━━━ Records provided ━━━

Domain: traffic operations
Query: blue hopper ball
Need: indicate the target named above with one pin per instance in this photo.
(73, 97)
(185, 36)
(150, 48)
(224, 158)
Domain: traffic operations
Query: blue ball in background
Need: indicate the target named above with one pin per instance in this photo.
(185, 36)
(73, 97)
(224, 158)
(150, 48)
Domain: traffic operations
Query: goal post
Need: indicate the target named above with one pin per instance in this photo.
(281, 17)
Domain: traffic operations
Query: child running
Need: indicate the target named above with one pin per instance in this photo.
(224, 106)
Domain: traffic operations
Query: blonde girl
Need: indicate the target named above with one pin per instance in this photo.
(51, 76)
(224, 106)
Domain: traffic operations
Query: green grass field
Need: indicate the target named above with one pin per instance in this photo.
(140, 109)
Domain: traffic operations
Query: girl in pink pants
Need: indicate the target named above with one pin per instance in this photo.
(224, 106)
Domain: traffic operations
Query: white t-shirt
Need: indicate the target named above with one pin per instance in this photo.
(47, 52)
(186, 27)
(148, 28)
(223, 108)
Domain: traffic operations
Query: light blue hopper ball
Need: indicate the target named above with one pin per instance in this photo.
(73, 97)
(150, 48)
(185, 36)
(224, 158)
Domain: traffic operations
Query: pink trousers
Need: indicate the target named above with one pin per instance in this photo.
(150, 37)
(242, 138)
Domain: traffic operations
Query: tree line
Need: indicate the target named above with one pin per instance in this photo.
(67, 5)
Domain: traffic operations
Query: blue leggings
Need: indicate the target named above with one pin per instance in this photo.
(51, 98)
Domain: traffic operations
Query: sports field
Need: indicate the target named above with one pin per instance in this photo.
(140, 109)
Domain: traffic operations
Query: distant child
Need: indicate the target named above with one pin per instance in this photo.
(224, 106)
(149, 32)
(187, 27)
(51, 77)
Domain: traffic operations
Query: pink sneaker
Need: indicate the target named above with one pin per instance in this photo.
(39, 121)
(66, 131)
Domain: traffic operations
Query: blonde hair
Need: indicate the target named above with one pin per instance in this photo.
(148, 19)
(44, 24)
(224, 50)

━━━

* Work instruction *
Transcribe the records in full, keeping every character as it is.

* Result for this task *
Domain: traffic operations
Query: blue hopper ball
Need: indicate the target named above with one pin per instance in this photo.
(73, 97)
(185, 36)
(150, 48)
(224, 158)
Domain: traffic operations
Query: blue ball in background
Need: indicate the target named above with one pin per instance in this photo.
(185, 36)
(73, 97)
(224, 158)
(150, 48)
Domain: traffic operations
Query: goal post
Need: indicate the target named above with one pin per instance in this photo.
(281, 17)
Domain: traffic operations
Query: child running
Need: indicate the target named above with one pin per instance in this photo.
(224, 106)
Domain: traffic operations
Query: blonde girl
Need: indicate the target named above with one pin per instance in this photo.
(51, 76)
(224, 106)
Domain: traffic operations
Query: green grass field
Need: indicate the target named above with one pin per instance in this photo.
(140, 109)
Domain: traffic operations
Query: girl in pink pants
Need: indicate the target named above with one pin per instance in this photo.
(224, 106)
Domain: traffic operations
Query: white t-shirt
Need: indicate the target named above with one pin per instance in this photo.
(47, 52)
(186, 27)
(148, 28)
(223, 108)
Domain: traffic operations
Query: light blue hopper ball
Need: indicate the target named above with one pin per instance in this photo.
(73, 97)
(150, 48)
(185, 36)
(224, 158)
Domain: traffic operations
Query: pink trousers
Need: indicate the target named above with one pin per instance in this photo.
(150, 37)
(242, 138)
Domain: traffic operations
Query: tree line
Need: indicate the target named above with one pin per instance in this photo.
(67, 5)
Domain: traffic operations
Query: blue leggings
Need: indicate the target named above with one pin per instance in this photo.
(51, 98)
Domain: traffic operations
Query: sports field
Need: indicate the target named above with one pin per instance in this photo.
(140, 109)
Domain: traffic operations
Query: distant child
Need: indicate the target named above with one pin per instance in this photo.
(224, 106)
(149, 32)
(187, 27)
(51, 77)
Domain: traffic operations
Query: pink sneaker
Need: indicate the target named above with one pin per instance in this photo.
(39, 121)
(66, 131)
Domain: traffic operations
Query: blonde hair
Need: indicate the target named above with one pin per instance in this photo.
(148, 19)
(44, 24)
(224, 50)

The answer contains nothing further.